-- BEGIN Reading text --

Opinion
21-CV-00057 (AMD) (RLM)
08-25-2021
MEMORANDUM DECISION AND ORDER
ANN M. DONNELLY, United States District Judge:
On January 5, 2021 the plaintiff filed a complaint against the defendants for alleged violations of the Fair Labor Standards Act (“FLSA”). On February 17, 2021, the defendants moved to compel arbitration based on agreements that they, the defendants, had with certain other individuals. For the reasons explained below, I deny the defendants' motion to compel arbitration.
BACKGROUND
On January 5, 2021, the plaintiff sued the defendants pursuant to Sections 16(c) and 17 of the FLSA for failing to pay overtime, and for failing to maintain adequate and accurate records, in violation Sections 7(a) and 15(a)(2), as well as Sections 11(c) and 15(a)(5), of the FLSA, respectively. (ECF No. 1 at 1, 12-13.) The plaintiff seeks to recover back wages and liquidated damages, to enjoin acts and practices that violate the FLSA, and to obtain other appropriate relief. (Id. at 1.)
According to the complaint, the defendants-two New York companies and the individual who effectively owns and controls both companies, (id. at 3-4)-collectively provide “spotholding” services for the Consolidated Edison Company of New York, Inc. (“Con Ed”), (id. at 1). Spotholders drive to ConEd worksites around New York City and put cones in parking spaces and other locations “to make and maintain space” for ConEd's work activities. (Id.)
The complaint alleges that for at least the past three years, the defendants “purposely and actively attempted to misclassify their spotholder employees as independent contractors” to avoid the FLSA and the obligation to pay required overtime premiums. (Id. at 2.) As a result, the defendants did not pay at least 292 current and former employees as required under the FLSA. (Id. at 11.) Nor did the defendants maintain adequate and accurate records of hours worked, as is required by the FLSA. (Id. at 2, 11-12.)

-- END Reading text --

**Problem set**
1 > Using the court order, say whether each statement agrees with it, answering yes or no and quoting the deciding words: (a) The plaintiff filed the complaint on January 5, 2021. (b) The judge granted the defendants' motion to compel arbitration. (c) The complaint alleges that the defendants did not pay at least 292 current and former employees as the FLSA requires.
2 > Format everything in the records from the line containing "Practice step: put one dot on the girl's neck" down to the line containing "(1240, 723)", both included, as a Markdown table with columns Num and Content. Number each row and leave out blank lines.
The court order and the records were taken from separate, unrelated sources.

-- BEGIN Extracted information --

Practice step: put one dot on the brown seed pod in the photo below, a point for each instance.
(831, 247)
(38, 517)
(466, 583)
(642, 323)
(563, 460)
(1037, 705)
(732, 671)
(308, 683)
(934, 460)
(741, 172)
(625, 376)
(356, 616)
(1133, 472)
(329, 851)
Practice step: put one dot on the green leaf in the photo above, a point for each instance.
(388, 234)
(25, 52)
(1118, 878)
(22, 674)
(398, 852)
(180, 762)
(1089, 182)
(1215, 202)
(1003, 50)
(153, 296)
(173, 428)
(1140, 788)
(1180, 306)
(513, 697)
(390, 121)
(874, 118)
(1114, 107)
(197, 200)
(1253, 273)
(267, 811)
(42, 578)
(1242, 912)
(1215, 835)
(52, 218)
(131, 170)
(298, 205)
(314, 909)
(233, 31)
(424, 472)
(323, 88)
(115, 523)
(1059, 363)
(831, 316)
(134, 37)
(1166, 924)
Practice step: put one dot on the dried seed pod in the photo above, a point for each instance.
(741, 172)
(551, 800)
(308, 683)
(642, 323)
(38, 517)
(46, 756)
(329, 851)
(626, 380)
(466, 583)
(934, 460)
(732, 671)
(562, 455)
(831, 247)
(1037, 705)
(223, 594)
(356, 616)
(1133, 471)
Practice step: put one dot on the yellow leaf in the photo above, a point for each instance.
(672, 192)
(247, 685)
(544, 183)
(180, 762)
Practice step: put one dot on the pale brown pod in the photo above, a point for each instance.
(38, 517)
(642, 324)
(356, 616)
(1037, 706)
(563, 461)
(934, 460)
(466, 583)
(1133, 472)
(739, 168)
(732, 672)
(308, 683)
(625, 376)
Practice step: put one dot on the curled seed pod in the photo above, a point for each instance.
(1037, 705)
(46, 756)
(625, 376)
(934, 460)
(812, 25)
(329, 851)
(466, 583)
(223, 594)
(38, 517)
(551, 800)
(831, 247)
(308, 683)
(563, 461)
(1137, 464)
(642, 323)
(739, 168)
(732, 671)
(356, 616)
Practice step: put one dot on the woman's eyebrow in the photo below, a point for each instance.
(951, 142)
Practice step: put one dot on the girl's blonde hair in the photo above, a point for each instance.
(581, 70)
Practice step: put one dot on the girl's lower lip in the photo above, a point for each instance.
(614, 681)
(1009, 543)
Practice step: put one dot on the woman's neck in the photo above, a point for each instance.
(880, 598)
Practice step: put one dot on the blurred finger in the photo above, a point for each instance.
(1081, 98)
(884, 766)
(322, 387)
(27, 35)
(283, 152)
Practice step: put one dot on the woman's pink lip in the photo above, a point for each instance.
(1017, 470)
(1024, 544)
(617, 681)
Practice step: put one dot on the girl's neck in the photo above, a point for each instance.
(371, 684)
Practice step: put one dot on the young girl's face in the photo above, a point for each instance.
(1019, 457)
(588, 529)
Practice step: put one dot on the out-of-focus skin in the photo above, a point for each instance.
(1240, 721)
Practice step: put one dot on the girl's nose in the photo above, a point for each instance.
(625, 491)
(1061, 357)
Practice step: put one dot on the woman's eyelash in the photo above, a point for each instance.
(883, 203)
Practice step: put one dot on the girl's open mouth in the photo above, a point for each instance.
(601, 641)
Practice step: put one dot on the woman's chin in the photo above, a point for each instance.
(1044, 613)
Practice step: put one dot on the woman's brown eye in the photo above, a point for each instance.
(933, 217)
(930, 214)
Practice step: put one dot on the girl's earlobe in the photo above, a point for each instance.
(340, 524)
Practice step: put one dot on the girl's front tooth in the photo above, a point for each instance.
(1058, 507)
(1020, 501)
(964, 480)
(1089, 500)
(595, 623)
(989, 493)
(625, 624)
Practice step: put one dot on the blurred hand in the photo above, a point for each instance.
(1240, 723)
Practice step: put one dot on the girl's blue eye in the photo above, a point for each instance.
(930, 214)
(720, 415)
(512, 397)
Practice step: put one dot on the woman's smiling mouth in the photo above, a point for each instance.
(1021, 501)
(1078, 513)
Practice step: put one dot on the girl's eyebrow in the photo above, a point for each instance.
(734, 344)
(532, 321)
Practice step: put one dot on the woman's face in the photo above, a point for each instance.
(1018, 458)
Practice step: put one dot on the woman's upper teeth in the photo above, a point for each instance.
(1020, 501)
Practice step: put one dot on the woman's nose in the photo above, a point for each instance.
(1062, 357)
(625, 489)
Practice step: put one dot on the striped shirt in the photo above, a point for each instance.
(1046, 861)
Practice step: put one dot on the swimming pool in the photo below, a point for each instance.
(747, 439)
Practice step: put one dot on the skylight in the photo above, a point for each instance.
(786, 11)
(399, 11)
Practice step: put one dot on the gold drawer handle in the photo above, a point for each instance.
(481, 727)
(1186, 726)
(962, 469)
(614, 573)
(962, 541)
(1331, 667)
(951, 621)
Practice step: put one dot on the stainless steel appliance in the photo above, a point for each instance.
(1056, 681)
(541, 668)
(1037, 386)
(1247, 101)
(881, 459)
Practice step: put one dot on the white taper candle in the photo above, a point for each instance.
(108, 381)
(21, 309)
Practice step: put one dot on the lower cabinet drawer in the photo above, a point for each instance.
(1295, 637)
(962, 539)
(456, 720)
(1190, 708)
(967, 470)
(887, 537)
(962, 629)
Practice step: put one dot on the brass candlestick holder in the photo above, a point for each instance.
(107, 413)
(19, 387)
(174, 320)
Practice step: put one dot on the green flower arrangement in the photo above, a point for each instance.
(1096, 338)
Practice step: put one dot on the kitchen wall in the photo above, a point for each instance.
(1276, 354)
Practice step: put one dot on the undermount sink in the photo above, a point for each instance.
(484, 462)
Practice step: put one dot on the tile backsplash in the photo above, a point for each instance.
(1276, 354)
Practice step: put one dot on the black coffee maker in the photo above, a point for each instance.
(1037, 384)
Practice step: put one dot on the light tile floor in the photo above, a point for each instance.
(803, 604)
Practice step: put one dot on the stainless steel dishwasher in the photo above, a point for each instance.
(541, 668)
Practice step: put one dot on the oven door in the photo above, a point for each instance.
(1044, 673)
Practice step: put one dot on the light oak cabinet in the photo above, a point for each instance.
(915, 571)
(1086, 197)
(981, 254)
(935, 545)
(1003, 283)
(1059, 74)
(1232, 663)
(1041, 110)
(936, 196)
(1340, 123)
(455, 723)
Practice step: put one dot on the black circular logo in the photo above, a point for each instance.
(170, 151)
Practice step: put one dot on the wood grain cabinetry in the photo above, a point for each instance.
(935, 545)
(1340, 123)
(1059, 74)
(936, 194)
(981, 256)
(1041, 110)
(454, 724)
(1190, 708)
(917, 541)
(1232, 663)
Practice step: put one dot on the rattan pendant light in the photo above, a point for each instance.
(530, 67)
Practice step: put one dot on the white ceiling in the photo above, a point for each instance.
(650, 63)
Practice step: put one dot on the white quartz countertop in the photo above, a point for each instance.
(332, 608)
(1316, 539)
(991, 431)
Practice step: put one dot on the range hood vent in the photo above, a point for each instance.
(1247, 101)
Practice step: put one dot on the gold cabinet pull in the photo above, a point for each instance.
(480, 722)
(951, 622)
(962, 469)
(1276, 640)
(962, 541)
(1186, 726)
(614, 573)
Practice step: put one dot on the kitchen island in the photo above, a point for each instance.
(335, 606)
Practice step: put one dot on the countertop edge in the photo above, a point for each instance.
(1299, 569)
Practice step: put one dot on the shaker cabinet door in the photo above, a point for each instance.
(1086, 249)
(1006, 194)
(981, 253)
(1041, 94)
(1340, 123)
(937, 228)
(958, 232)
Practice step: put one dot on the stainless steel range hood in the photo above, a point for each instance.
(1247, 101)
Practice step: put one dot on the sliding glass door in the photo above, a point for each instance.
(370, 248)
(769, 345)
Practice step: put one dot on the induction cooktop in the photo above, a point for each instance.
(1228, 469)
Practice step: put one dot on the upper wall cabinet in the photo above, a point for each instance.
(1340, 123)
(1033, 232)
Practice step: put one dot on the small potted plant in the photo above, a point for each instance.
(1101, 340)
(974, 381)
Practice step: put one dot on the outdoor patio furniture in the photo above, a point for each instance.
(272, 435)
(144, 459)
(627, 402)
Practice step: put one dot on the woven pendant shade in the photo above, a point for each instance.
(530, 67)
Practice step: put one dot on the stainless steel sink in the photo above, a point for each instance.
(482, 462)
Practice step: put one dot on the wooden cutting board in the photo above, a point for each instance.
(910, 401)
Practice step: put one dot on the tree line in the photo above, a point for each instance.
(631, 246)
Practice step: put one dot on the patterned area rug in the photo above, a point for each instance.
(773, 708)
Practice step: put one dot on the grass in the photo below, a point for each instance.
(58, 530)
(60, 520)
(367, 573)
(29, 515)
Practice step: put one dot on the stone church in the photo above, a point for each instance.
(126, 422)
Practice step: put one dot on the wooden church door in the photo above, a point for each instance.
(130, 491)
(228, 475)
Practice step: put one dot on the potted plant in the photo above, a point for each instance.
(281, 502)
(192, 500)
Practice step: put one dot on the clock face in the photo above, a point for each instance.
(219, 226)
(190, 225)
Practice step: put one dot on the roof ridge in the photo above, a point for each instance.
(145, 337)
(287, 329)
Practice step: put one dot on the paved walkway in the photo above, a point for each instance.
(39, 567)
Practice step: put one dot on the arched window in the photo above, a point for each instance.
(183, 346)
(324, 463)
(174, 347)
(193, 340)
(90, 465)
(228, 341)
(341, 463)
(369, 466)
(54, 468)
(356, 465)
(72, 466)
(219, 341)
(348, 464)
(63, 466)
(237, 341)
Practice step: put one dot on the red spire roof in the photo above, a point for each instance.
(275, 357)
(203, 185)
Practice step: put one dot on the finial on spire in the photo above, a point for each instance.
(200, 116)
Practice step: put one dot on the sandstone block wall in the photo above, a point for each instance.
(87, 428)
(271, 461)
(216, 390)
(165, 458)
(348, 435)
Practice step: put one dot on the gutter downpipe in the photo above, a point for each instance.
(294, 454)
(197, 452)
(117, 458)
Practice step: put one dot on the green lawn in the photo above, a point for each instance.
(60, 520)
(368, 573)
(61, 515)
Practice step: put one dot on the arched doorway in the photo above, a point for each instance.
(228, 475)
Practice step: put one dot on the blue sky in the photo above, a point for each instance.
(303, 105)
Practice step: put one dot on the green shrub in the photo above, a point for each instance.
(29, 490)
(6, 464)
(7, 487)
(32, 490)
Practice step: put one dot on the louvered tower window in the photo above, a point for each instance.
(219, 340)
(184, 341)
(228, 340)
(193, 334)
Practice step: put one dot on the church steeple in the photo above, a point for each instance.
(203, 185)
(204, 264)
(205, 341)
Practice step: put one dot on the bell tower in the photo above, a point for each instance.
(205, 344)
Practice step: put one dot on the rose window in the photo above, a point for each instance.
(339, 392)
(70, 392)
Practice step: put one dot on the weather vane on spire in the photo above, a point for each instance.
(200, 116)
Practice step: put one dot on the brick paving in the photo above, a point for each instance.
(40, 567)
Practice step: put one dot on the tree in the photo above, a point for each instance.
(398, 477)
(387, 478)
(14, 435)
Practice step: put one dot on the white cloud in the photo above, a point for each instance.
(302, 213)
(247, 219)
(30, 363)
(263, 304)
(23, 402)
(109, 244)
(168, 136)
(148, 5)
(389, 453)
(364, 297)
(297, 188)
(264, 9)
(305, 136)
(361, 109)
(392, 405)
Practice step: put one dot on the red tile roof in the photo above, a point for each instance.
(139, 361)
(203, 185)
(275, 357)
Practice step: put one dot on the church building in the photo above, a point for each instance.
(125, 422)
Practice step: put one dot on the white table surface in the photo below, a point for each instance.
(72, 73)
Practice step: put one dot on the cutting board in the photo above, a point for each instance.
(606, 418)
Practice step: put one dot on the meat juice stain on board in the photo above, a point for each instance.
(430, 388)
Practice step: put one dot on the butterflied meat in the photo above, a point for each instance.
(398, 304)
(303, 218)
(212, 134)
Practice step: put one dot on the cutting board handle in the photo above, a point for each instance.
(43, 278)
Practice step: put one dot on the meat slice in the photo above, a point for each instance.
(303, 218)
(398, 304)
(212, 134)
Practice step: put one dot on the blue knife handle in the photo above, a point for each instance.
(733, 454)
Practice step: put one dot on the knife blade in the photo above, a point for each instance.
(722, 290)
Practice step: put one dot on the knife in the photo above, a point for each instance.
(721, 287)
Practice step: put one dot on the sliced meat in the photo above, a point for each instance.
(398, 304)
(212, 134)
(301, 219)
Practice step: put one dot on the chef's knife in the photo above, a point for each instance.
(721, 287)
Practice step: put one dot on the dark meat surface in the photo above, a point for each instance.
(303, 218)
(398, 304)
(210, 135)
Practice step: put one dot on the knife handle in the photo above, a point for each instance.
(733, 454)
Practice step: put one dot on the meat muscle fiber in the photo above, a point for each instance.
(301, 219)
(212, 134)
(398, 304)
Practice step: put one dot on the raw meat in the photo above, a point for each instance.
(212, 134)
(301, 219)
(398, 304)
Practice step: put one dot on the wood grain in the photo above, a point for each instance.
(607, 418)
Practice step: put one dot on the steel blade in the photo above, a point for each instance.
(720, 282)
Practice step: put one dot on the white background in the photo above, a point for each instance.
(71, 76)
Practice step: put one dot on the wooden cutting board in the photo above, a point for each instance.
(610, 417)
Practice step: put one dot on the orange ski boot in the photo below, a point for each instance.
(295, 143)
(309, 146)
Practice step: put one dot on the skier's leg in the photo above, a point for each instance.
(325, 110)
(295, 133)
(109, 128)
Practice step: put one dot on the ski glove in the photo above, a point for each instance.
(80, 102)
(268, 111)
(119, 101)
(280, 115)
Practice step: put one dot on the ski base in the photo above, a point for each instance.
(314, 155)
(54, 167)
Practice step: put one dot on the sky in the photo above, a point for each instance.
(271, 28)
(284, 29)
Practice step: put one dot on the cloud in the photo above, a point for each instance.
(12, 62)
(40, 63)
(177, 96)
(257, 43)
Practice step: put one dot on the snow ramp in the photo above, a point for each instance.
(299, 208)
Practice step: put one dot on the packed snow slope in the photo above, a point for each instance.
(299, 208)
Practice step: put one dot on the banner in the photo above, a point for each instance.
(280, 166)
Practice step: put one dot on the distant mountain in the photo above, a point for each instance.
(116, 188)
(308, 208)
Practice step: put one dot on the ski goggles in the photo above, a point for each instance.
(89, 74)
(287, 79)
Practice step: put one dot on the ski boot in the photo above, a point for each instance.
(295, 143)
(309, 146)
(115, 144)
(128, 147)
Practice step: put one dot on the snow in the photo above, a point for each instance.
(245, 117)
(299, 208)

-- END Extracted information --

**Solutions per task**
1 >
(a) Yes: "On January 5, 2021 the plaintiff filed a complaint against the defendants"
(b) No: "I deny the defendants' motion to compel arbitration."
(c) Yes: "the defendants did not pay at least 292 current and former employees as required under the FLSA."

2 >
| Num | Content |
|---|---|
| 1 | Practice step: put one dot on the girl's neck in the photo above, a point for each instance. |
| 2 | (371, 684) |
| 3 | Practice step: put one dot on the young girl's face in the photo above, a point for each instance. |
| 4 | (1019, 457) |
| 5 | (588, 529) |
| 6 | Practice step: put one dot on the out-of-focus skin in the photo above, a point for each instance. |
| 7 | (1240, 721) |
| 8 | Practice step: put one dot on the girl's nose in the photo above, a point for each instance. |
| 9 | (625, 491) |
| 10 | (1061, 357) |
| 11 | Practice step: put one dot on the woman's eyelash in the photo above, a point for each instance. |
| 12 | (883, 203) |
| 13 | Practice step: put one dot on the girl's open mouth in the photo above, a point for each instance. |
| 14 | (601, 641) |
| 15 | Practice step: put one dot on the woman's chin in the photo above, a point for each instance. |
| 16 | (1044, 613) |
| 17 | Practice step: put one dot on the woman's brown eye in the photo above, a point for each instance. |
| 18 | (933, 217) |
| 19 | (930, 214) |
| 20 | Practice step: put one dot on the girl's earlobe in the photo above, a point for each instance. |
| 21 | (340, 524) |
| 22 | Practice step: put one dot on the girl's front tooth in the photo above, a point for each instance. |
| 23 | (1058, 507) |
| 24 | (1020, 501) |
| 25 | (964, 480) |
| 26 | (1089, 500) |
| 27 | (595, 623) |
| 28 | (989, 493) |
| 29 | (625, 624) |
| 30 | Practice step: put one dot on the blurred hand in the photo above, a point for each instance. |
| 31 | (1240, 723) |